*LISTED RECORDS*:
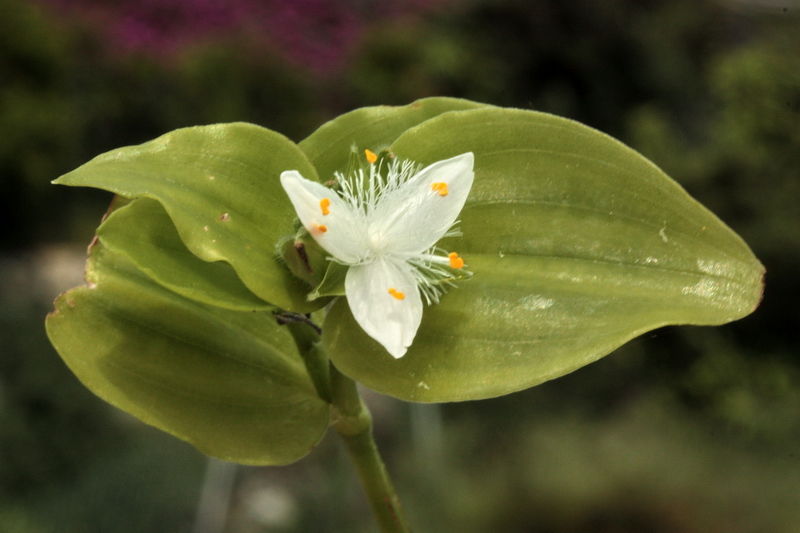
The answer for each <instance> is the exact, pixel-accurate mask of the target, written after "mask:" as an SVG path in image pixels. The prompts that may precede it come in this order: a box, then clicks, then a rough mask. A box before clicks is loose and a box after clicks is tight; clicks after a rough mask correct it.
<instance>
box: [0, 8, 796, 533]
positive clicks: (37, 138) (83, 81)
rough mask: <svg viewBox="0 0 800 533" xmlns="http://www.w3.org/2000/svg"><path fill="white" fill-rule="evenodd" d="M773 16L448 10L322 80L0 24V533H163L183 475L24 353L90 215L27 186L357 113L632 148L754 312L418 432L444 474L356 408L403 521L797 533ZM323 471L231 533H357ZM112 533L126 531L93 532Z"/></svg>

*WORK ORDER*:
Copy out the stretch of the entries above from their start through the line that contains "positive clicks: (37, 138) (83, 81)", keeping every character the same. Leave the picture out.

*SOLUTION TO THIS TASK*:
The answer for each <instance> is the exact, pixel-accurate mask of the target, written after "mask:" as an SVG path in image pixels. The prompts that may precede it come in this order: a box, then clicks, then a rough mask. A box before clicks is loose and a box after clicks is tight; clicks after a rough mask correct it.
<instance>
box: [0, 8, 796, 533]
positive clicks: (37, 138) (83, 81)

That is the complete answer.